---- Page excerpt

In a first order approach you are right that it's wise to think most is processed by the 3D hardware. However CLOD requires CPU work and many other techniques too. For instance my terrain engine is infinite in precision and distance. To do this I need to feed the GPU with a lot of data updated per frame or at a lower rate and that's computed on the CPU. You mentionned physics. Todays games are far from being optimal in the way they implement physics. Imagine a game where any object that could be animated in real life could also be animated in the virtual scene. For instance you launch a rocket into a wall (made of individual bricks when you close up) and the bricks explode and may hit the player (col det).

So as you can see, if you want to use the GPU capacity at max then the CPU also becomes a serious bottleneck for most ambitious new challenges. Personnally I for instance generate new LODs of textures on the fly with all lighting self shadowing, etc ... You can see details of one millimeter. The GPU even with pixel shaders would be strangled because I use 16 passes of shadowing for each light to simulate penumbra. On the CPU I can devide the refresh rate by 100 and update once per second in the texture space, hardware blend between transitions. This is just one example.

Now for the math lib more specifically. Look at your most used functions found with your profiler. They are many certainly apart one or two main loops. But every where you will find basic maths. Sqrt, RSqrt, dot/cross products, quaternions, etc ... OK now here is something I tell you not by vanity but just because I was surprised myself in one of the fields I consider I am mastering. There is an incredible difference between optimal C/C++ code relying on asm or intrisics (let's call it OPTI) and standard OOP math classes (I call it STD). The factor is (read well) :

- between 10 and 100 in STD debug mode
- between 2 and 20 in STD release mode
- OPTI is at worst only 50% slower than the most scheduled handwritten assembly code (twenty years of asm coding exp in my bag.) and it sometimes even beats it because my C macros/functions lets the compiler reorder code in big functions which would be impossible using macros in asm coding for instance.

So as you can see there is a lot of room for improvement in common math libs.

--------

▶ **Set task a**:
According to the forum post, how many shadowing passes per light are used to simulate penumbra?

---- Records provided

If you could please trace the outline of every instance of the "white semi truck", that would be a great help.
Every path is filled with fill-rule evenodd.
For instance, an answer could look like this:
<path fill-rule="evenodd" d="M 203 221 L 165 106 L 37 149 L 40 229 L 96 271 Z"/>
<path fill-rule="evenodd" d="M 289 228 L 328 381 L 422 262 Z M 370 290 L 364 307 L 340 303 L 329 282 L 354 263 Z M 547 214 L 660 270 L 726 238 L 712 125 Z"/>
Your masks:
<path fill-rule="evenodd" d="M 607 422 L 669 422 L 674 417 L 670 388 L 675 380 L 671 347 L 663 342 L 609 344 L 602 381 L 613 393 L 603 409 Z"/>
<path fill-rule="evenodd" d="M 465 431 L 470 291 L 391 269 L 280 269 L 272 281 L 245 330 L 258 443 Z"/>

--------
---- Records provided

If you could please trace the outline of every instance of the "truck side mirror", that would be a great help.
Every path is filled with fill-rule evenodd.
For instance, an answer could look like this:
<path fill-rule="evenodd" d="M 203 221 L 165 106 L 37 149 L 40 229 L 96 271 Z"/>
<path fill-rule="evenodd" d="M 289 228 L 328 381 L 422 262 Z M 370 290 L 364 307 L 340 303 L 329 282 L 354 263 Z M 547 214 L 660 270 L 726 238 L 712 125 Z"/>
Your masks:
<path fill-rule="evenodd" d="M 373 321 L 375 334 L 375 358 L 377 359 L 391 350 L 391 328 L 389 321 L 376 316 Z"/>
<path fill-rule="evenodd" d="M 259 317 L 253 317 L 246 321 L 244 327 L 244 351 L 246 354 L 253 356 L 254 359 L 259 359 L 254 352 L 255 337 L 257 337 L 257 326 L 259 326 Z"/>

--------
---- Records provided

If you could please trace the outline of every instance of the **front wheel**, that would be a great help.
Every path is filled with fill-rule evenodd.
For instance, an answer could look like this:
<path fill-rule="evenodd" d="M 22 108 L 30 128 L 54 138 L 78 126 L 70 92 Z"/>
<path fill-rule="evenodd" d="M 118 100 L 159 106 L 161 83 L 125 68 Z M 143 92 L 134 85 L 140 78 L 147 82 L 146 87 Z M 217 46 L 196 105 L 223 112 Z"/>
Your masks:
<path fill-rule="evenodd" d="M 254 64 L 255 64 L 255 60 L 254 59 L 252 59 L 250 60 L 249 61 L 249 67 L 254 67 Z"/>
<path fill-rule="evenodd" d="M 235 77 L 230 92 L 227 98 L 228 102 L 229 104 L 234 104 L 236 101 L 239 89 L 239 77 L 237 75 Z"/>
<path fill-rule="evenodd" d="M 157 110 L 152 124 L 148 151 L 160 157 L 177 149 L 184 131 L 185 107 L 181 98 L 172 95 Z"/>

--------

▶ **Set task b**:
Tally the lines of the records that contain the string "truck" and give only that number.

▶ **Expected output a**:
16 passes.

▶ **Expected output b**:
2